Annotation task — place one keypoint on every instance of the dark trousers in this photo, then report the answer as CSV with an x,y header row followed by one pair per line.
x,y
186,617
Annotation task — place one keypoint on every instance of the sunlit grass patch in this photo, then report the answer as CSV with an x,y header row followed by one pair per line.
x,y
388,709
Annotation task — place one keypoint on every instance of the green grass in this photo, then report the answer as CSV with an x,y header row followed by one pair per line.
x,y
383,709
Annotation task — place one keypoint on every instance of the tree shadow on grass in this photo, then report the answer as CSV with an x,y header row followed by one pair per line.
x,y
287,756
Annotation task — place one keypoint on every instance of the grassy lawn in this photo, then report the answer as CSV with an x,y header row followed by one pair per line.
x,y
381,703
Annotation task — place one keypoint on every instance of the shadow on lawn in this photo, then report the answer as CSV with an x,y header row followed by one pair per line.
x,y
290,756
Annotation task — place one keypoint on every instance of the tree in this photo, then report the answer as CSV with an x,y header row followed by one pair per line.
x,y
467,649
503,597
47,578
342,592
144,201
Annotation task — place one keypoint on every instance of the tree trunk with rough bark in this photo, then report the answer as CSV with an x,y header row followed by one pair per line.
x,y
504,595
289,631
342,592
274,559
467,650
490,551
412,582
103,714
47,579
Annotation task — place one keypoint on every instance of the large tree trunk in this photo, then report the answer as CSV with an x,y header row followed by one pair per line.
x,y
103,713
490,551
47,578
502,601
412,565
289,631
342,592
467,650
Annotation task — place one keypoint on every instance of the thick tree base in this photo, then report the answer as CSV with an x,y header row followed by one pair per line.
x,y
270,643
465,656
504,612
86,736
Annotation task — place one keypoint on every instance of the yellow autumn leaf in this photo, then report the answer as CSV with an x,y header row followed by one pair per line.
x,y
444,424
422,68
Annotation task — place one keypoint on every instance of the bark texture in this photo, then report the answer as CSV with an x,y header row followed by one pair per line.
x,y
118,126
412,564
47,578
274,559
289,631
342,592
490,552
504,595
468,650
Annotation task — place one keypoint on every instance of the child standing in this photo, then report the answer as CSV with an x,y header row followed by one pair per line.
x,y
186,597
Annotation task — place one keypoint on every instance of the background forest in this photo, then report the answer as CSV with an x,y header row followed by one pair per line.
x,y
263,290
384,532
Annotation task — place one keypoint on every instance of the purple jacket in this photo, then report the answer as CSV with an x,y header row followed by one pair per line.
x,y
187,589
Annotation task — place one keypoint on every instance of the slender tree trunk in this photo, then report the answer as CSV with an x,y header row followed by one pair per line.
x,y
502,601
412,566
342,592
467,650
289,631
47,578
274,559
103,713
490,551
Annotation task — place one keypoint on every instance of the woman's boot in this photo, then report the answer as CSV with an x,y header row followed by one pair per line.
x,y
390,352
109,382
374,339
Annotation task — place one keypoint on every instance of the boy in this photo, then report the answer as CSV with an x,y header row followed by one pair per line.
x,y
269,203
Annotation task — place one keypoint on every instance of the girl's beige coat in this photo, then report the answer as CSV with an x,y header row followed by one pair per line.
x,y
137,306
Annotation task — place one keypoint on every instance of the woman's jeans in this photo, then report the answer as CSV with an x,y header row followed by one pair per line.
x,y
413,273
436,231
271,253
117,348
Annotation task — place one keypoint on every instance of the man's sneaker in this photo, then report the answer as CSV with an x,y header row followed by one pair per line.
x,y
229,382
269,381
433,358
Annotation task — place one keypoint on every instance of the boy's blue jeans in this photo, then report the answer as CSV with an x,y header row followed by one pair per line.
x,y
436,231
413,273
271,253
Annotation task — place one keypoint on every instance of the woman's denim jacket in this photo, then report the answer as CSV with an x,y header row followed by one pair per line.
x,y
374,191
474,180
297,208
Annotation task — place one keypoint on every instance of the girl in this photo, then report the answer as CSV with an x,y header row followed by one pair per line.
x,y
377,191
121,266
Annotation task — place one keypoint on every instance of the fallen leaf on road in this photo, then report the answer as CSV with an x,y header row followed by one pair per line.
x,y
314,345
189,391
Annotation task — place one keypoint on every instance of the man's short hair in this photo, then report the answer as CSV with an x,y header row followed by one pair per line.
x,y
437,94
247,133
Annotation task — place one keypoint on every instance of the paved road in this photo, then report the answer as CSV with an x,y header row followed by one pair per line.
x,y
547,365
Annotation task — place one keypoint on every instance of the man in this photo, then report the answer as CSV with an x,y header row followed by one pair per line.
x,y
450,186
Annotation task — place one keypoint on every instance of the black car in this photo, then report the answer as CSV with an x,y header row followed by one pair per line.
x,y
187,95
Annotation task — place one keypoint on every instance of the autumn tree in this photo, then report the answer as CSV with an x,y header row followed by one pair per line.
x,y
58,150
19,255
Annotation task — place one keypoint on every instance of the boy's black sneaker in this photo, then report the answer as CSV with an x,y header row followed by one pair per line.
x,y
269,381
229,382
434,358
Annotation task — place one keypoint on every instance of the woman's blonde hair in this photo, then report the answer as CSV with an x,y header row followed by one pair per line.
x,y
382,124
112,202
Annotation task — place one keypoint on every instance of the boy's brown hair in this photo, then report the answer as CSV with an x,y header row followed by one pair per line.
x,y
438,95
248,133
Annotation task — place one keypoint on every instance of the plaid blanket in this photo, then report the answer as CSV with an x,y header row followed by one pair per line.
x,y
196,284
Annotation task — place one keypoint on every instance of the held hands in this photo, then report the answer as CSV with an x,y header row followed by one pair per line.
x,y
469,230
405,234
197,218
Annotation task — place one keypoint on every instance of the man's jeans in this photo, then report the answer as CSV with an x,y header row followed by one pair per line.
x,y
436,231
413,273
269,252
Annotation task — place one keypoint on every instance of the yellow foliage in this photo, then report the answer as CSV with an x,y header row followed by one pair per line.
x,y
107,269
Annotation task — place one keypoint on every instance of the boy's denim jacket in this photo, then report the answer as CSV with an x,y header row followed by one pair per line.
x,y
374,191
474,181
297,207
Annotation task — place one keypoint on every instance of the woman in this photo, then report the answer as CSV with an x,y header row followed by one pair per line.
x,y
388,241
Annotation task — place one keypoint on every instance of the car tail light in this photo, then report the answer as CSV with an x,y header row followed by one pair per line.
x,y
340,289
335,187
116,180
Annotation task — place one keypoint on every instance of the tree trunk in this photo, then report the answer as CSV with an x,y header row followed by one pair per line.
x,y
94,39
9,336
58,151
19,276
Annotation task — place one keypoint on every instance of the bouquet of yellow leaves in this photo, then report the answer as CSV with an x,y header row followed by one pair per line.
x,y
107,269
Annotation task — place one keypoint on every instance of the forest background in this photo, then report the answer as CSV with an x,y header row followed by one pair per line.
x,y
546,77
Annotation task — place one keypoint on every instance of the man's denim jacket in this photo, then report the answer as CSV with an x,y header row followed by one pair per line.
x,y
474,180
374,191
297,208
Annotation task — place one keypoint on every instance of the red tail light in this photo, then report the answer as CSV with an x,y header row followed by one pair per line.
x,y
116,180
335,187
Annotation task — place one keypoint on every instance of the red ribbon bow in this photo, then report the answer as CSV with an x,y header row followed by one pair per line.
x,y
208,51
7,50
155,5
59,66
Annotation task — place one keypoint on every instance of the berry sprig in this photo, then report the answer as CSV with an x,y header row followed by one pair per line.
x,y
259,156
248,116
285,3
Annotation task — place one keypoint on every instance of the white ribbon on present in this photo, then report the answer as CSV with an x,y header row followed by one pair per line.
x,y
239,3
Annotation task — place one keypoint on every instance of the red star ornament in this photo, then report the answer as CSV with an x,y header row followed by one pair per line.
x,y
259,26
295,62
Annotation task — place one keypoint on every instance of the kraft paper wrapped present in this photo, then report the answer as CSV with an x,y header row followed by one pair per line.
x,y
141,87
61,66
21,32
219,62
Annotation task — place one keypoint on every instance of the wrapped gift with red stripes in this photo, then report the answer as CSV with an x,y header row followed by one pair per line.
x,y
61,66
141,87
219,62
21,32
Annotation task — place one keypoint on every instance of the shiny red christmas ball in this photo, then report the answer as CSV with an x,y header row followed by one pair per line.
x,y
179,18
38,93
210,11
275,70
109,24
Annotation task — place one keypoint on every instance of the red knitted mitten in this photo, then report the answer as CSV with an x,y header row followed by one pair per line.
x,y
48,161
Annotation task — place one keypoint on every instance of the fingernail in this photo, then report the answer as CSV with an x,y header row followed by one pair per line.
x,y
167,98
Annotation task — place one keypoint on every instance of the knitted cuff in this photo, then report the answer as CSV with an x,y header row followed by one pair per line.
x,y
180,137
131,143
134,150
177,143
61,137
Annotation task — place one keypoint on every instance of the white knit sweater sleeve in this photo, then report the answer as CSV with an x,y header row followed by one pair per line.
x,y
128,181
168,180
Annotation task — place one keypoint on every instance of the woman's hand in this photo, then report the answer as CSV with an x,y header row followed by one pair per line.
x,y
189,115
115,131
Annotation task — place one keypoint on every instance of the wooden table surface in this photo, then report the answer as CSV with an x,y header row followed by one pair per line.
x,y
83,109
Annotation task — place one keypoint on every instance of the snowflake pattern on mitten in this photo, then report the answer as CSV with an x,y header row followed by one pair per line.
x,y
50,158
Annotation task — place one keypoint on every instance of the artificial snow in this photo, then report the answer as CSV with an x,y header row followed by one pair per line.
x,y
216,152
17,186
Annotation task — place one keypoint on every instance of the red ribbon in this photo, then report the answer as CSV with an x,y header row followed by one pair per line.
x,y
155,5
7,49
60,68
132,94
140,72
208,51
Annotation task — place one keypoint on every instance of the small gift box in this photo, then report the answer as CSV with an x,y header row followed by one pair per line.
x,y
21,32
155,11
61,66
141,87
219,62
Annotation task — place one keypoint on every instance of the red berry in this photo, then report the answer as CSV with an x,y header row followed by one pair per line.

==*==

Problem –
Make an exact copy of every line from the one with "the woman's hand" to the end of the data, with the first and last of those lines included.

Problem solution –
Annotation task — place one keypoint on every instance of the woman's hand in this photo, then report the answer as CSV with an x,y header row followed by one pair per line.
x,y
189,115
115,131
Annotation task — place one keypoint on every instance of the wooden table surface in this photo, then report the answer as CSV with an x,y header row followed by one pair per line.
x,y
83,109
Annotation task — place one keypoint on every instance of the snowflake pattern on mitten in this photo, then report the answer as CSV with an x,y header row followed by one pair per line.
x,y
50,158
Annotation task — place one keypoint on every instance of the artificial snow in this photo, then report the answer as CSV with an x,y header row followed by one pair per line.
x,y
216,152
17,186
Annotation task — place one keypoint on every instance of the red ribbon in this photo, then report the answer as CSV with an x,y header row followed by one pair per line.
x,y
155,5
7,49
60,68
132,94
140,72
208,51
Annotation task — place one keypoint on every instance of the small gift box in this photo, then report the answer as CSV with an x,y header row followed by one pair per line.
x,y
21,32
155,11
61,66
141,87
219,62
Annotation task — place one keypoint on every instance of the red berry in this photo, then report the answer as CSV with an x,y header row followed by one pair per line.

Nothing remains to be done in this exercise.